(begin)
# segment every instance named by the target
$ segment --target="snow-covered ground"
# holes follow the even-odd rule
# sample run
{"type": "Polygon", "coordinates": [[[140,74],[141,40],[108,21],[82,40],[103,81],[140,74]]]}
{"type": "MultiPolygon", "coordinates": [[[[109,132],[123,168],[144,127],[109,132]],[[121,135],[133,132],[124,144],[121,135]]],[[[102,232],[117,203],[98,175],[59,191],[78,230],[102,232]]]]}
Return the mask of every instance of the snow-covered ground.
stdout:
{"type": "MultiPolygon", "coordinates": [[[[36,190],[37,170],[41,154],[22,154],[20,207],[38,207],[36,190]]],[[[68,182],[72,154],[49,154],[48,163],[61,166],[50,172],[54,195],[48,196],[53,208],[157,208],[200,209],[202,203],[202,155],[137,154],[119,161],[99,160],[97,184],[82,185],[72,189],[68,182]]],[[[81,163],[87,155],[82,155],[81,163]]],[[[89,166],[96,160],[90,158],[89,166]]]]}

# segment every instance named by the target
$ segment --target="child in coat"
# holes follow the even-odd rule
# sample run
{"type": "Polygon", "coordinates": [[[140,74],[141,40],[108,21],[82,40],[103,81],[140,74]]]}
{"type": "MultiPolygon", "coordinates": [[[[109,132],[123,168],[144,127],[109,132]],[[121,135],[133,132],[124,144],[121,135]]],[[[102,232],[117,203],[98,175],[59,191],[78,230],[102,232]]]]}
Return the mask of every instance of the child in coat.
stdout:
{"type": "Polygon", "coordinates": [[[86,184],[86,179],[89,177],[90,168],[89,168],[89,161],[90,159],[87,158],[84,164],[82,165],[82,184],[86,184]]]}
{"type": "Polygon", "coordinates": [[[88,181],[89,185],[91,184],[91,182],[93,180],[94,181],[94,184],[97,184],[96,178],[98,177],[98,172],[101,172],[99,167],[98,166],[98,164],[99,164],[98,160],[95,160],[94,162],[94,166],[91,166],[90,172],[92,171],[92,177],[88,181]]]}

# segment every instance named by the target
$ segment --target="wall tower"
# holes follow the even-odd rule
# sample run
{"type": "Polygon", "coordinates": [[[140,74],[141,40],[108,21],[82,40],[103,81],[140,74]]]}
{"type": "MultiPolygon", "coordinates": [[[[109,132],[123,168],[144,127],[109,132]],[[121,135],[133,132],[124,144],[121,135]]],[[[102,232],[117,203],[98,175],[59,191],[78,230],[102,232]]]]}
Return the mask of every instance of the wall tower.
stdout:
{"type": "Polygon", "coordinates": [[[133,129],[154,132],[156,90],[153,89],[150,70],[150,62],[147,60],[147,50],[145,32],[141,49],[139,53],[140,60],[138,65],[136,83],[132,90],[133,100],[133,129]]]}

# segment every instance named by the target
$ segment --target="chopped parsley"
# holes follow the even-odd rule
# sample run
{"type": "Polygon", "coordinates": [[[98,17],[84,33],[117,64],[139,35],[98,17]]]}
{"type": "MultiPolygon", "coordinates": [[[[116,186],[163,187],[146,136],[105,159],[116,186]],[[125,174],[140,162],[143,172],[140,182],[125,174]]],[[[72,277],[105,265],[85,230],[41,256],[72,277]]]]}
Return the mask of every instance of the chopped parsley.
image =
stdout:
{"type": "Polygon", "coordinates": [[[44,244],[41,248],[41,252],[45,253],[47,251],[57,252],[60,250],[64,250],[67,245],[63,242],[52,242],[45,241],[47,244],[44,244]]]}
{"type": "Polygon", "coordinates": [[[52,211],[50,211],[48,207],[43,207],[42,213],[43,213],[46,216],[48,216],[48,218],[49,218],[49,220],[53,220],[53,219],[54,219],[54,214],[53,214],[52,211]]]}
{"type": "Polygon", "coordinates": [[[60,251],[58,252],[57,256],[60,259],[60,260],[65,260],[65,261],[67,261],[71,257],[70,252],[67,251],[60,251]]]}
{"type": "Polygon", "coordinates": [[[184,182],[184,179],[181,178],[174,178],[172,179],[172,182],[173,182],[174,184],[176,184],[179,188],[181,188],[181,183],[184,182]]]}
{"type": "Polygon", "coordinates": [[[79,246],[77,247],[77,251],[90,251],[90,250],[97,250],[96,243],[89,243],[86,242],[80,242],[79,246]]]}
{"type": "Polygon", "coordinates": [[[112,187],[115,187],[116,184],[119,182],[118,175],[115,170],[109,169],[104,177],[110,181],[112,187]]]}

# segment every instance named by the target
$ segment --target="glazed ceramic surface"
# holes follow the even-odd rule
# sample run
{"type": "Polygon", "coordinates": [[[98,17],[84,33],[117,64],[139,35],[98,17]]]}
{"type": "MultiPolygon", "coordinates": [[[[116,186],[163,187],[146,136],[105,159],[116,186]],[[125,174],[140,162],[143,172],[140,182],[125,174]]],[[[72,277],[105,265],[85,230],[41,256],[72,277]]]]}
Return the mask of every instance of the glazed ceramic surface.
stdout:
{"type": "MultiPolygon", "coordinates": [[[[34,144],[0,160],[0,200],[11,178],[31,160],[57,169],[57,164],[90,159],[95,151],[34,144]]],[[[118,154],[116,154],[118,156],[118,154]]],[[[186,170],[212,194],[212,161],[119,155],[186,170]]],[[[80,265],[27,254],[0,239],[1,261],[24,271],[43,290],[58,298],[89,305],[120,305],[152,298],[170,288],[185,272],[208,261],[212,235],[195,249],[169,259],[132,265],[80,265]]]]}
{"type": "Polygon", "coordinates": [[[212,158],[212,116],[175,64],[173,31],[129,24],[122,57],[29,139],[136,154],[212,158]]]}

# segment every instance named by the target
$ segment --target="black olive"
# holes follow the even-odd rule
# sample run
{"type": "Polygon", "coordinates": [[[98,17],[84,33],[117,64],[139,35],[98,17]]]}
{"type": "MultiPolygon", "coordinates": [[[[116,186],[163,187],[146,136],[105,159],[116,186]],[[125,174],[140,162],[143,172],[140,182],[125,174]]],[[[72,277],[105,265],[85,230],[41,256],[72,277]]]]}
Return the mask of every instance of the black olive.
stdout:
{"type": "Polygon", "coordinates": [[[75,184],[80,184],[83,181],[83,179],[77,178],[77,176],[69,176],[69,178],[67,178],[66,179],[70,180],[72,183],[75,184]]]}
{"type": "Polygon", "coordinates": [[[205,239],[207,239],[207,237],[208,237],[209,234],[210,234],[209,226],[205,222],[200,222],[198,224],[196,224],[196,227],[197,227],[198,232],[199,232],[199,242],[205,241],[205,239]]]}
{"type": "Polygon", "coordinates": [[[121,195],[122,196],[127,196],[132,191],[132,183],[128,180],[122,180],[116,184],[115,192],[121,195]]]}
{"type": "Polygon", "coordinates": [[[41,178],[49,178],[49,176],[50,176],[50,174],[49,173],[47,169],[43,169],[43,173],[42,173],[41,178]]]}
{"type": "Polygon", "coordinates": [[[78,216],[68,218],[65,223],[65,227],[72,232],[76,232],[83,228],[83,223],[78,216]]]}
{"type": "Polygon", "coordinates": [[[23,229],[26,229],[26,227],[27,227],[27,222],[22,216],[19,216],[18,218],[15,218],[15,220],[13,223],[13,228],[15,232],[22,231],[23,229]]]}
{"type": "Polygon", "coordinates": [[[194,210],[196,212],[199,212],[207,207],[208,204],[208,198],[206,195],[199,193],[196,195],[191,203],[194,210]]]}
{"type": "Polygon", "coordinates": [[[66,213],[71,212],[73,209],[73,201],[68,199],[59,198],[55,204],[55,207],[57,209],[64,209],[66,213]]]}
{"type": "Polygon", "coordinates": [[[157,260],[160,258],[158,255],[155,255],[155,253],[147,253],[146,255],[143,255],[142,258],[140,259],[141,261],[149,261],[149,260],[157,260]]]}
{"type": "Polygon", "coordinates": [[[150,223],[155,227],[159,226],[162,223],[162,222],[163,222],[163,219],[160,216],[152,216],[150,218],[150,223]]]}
(end)
Show every line of the rows above that contains the string "snow", treating uppercase and lowercase letters as different.

> _Answer to the exercise_
$ segment --target="snow-covered ground"
Return the mask of every instance of the snow-covered ground.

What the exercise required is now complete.